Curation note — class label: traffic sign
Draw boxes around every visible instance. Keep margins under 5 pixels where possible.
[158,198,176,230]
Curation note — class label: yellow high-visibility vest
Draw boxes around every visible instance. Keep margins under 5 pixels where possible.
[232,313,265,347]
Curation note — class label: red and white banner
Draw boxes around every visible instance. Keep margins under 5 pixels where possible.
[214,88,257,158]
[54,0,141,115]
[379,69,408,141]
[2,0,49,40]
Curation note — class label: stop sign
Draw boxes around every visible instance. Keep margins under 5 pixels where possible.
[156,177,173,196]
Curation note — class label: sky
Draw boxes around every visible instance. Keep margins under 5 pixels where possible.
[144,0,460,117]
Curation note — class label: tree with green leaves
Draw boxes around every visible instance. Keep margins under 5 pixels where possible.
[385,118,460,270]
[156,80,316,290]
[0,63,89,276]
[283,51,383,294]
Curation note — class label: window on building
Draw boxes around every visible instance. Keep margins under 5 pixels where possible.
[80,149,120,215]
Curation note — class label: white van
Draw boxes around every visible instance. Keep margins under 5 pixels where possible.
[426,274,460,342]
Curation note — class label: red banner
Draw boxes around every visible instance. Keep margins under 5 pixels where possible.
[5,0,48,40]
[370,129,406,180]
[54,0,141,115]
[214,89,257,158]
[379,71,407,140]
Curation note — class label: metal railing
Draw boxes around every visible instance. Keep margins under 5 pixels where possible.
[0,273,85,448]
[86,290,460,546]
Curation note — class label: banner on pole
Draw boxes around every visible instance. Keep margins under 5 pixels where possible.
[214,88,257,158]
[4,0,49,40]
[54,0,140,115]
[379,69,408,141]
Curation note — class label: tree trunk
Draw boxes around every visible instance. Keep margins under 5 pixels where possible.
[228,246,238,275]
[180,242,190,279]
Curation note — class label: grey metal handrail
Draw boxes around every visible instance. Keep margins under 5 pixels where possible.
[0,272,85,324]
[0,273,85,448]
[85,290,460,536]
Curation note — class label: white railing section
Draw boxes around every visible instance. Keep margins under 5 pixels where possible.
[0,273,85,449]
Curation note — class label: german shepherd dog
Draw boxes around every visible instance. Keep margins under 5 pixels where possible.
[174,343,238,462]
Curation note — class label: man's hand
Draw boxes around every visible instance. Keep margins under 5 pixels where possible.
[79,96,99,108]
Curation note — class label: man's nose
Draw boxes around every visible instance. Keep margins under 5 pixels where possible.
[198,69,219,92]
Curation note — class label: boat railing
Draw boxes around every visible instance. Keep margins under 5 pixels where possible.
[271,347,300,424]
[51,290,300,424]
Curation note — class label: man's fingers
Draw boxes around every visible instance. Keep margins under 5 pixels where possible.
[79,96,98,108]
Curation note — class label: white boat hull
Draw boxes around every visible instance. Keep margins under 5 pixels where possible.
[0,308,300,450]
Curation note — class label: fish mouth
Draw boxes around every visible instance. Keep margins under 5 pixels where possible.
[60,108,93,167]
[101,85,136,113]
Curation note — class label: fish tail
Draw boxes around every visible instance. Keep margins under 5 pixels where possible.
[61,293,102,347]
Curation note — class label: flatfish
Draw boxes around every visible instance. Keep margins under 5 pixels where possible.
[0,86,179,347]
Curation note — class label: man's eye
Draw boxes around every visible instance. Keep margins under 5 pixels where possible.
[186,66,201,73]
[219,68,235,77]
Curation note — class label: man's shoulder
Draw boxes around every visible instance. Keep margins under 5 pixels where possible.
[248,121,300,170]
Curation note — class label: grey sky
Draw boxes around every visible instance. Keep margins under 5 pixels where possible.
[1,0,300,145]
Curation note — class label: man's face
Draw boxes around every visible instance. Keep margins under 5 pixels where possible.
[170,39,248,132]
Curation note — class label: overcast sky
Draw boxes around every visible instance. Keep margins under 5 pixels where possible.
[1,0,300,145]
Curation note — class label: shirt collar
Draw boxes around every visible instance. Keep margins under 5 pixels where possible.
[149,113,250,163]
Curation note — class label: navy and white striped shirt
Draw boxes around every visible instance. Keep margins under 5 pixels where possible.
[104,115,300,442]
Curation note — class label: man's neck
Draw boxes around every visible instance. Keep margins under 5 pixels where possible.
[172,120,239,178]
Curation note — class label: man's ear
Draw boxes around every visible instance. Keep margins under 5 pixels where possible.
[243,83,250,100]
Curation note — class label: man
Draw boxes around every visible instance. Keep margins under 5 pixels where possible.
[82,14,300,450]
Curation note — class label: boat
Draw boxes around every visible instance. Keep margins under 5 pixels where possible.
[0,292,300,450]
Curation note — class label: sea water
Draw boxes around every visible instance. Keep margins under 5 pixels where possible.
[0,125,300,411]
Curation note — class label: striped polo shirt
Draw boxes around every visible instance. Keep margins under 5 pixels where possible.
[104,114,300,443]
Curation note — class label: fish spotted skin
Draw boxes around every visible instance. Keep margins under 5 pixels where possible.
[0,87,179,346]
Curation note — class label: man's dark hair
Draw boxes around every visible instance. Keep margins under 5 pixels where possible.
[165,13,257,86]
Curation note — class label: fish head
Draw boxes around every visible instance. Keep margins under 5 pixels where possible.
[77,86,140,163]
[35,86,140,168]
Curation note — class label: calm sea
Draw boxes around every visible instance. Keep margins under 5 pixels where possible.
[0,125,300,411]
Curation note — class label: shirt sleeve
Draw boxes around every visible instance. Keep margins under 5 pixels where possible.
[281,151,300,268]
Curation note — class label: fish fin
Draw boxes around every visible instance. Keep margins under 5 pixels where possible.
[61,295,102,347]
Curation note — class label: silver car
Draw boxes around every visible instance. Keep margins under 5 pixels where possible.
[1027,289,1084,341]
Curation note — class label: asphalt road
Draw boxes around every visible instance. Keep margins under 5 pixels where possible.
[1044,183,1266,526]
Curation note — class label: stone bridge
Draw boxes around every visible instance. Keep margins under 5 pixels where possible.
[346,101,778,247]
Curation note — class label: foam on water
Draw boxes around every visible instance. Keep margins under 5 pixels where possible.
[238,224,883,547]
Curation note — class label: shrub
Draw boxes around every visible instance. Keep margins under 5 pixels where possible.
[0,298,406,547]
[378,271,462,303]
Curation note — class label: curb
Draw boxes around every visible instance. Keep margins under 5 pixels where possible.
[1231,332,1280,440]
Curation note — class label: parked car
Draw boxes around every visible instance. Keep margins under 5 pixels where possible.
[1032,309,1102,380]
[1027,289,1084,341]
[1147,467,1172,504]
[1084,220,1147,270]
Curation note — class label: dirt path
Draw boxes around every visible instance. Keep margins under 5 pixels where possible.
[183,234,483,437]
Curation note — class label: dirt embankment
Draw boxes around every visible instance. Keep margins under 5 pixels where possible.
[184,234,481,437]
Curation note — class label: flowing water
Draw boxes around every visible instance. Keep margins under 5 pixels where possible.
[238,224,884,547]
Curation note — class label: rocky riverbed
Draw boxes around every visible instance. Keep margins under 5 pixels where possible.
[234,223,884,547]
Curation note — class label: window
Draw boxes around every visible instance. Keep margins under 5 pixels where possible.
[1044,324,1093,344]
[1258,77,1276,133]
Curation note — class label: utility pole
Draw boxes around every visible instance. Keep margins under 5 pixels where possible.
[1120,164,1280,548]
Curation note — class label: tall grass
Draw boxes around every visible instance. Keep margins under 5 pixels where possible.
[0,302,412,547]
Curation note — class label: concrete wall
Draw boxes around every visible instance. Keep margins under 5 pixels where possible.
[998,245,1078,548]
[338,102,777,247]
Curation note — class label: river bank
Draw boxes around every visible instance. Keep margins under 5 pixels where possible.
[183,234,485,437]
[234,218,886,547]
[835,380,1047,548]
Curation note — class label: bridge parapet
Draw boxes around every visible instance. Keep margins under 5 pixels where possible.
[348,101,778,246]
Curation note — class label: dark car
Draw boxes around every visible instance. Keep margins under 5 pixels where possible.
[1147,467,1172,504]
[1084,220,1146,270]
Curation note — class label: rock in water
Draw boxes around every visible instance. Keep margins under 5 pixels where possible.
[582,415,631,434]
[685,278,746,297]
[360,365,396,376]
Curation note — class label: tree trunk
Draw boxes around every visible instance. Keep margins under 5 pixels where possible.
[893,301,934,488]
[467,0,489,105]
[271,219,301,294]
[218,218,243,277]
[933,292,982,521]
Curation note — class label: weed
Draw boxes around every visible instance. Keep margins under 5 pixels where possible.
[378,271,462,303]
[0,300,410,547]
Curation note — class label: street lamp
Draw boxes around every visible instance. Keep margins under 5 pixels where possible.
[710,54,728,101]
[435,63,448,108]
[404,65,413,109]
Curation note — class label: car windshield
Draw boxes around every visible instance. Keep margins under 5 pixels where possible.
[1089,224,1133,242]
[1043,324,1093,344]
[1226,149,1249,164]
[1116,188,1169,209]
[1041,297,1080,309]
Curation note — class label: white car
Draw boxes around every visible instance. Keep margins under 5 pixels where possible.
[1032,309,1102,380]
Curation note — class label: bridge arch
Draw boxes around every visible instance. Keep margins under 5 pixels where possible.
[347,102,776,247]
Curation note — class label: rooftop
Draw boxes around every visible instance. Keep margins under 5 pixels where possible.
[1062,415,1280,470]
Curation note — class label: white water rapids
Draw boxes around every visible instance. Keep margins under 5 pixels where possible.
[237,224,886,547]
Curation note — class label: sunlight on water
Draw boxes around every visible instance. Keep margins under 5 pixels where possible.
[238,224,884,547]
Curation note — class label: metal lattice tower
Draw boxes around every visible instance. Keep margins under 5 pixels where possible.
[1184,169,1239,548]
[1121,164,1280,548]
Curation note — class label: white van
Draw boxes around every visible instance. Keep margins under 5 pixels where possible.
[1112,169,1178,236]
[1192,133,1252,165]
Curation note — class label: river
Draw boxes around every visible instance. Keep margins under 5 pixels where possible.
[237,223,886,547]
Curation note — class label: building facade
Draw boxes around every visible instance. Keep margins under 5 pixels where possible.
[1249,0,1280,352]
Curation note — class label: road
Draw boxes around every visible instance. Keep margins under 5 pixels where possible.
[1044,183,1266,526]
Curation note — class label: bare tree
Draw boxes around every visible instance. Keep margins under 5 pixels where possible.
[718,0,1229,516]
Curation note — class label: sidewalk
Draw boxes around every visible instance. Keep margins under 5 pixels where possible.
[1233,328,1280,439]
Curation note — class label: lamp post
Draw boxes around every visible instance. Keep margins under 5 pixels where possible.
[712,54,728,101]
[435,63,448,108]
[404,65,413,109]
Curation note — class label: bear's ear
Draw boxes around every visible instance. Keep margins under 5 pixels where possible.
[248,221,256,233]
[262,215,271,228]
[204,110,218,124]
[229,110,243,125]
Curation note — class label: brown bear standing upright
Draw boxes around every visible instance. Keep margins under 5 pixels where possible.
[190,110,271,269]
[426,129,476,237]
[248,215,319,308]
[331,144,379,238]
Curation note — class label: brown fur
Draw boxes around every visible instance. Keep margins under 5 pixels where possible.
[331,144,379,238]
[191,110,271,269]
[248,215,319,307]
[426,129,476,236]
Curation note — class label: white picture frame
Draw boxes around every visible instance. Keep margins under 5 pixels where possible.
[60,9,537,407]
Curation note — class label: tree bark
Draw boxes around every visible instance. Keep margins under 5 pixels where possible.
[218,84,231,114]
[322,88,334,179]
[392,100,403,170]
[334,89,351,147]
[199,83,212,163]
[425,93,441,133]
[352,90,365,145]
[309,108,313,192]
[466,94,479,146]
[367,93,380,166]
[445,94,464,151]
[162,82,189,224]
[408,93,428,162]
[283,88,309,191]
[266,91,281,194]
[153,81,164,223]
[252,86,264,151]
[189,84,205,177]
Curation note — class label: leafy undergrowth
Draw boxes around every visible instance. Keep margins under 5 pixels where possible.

☆ ☆ ☆ ☆

# Problem statement:
Quote the items verbatim, starting at the line that contains "Curation note — class label: silver car" and ending at the line that contains "[238,224,883,547]", with both of those lines included.

# Expected answer:
Curation note — class label: silver car
Draw boxes around every visible instance. Keep margins under 5 pixels where possible.
[1027,289,1084,341]
Curation note — class label: asphalt road
Draw boxes around every visible instance. Keep margins under 5 pixels where possible.
[1044,183,1266,526]
Curation note — class label: stone bridge
Draw boxes around every visible instance. Keep margins under 5 pixels where possible.
[346,101,778,247]
Curation note — class label: foam on water
Draw boxes around every visible instance. Keep margins under 5 pixels where possible.
[238,224,883,547]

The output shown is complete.